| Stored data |
+ + + + +
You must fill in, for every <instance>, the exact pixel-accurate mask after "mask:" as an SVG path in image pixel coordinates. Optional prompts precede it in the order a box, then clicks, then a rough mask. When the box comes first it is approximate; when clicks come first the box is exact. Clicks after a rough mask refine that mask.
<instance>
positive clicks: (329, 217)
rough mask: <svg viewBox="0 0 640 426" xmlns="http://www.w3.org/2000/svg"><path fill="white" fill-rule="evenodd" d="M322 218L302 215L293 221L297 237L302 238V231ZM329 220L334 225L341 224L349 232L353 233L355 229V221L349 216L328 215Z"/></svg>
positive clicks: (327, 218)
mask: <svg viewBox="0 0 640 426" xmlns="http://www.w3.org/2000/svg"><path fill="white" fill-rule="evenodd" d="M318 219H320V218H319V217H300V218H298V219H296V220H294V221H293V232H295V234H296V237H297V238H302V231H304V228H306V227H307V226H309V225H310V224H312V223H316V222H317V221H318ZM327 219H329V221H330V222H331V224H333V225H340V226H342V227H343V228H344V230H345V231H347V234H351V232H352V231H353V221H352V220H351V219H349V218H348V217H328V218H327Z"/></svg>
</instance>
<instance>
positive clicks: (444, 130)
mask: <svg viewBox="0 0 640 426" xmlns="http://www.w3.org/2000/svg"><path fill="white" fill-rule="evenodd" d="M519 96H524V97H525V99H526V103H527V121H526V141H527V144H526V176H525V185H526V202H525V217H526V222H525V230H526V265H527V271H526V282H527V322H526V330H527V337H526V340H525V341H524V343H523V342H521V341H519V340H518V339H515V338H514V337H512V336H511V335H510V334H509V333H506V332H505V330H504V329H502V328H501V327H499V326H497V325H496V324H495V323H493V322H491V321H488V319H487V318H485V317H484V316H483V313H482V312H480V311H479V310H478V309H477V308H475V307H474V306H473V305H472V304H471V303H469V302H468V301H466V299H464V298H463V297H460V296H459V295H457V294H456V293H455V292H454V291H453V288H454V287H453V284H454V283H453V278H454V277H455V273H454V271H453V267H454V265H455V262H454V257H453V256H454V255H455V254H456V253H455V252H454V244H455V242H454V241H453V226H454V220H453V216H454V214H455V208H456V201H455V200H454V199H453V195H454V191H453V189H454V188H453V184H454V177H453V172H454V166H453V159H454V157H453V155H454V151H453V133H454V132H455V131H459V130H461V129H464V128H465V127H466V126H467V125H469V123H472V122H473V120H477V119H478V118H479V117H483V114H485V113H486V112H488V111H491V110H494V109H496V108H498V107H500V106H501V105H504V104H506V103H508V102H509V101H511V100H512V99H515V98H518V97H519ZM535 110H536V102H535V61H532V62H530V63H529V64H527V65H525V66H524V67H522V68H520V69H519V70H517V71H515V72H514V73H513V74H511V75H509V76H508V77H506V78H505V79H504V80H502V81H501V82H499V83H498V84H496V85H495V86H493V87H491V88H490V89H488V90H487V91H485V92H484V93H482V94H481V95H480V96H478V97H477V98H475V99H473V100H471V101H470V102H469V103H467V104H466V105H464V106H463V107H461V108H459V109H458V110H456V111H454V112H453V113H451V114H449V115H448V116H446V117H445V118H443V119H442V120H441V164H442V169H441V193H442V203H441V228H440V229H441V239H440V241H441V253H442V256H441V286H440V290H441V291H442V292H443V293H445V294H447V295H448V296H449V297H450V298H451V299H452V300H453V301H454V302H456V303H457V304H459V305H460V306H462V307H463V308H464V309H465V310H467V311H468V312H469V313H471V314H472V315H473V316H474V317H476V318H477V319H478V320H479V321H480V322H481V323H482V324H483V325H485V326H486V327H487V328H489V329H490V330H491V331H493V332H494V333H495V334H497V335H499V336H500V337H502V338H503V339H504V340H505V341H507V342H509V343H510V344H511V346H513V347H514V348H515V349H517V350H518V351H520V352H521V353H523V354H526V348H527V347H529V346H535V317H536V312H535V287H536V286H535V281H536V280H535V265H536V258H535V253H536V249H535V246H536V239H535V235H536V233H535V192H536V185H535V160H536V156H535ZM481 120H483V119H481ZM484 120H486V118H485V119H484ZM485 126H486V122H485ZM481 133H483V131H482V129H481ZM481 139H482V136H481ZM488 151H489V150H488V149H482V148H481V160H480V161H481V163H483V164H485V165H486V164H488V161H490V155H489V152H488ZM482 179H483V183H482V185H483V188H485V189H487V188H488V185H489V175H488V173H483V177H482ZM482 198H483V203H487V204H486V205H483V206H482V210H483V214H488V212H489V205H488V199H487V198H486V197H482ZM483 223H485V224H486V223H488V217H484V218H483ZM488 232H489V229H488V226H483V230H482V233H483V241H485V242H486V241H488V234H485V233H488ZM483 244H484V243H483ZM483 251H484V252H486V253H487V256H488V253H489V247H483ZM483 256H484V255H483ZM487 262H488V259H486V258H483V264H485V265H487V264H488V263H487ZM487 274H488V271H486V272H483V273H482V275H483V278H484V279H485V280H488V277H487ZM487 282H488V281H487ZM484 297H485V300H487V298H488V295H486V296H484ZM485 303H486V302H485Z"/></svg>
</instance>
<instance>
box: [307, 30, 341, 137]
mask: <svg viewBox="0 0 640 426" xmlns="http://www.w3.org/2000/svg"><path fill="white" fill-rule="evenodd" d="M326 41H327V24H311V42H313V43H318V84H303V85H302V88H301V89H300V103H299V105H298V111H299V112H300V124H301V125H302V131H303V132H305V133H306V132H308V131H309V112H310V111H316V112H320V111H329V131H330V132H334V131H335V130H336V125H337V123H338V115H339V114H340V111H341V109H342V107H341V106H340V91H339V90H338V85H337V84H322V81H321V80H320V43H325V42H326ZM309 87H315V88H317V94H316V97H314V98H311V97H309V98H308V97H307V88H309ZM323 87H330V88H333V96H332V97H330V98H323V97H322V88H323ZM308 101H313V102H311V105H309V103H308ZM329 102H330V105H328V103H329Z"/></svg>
+ + + + +
| Exercise directions |
Where in the records above does the word "rough" appear? Copy each line that holds it.

| Result |
You must fill in, for every <instance>, the exact pixel-accurate mask after "mask:" as an SVG path in image pixel coordinates. Optional prompts precede it in the order a box, then clicks, then a rough mask. When the box comes first it is approximate; when clicks come first the box is exact. Clicks after a rough mask refine that mask.
rough mask: <svg viewBox="0 0 640 426" xmlns="http://www.w3.org/2000/svg"><path fill="white" fill-rule="evenodd" d="M322 218L302 215L293 221L297 237L302 238V231ZM329 220L334 225L341 224L349 232L353 233L355 229V221L349 216L328 215Z"/></svg>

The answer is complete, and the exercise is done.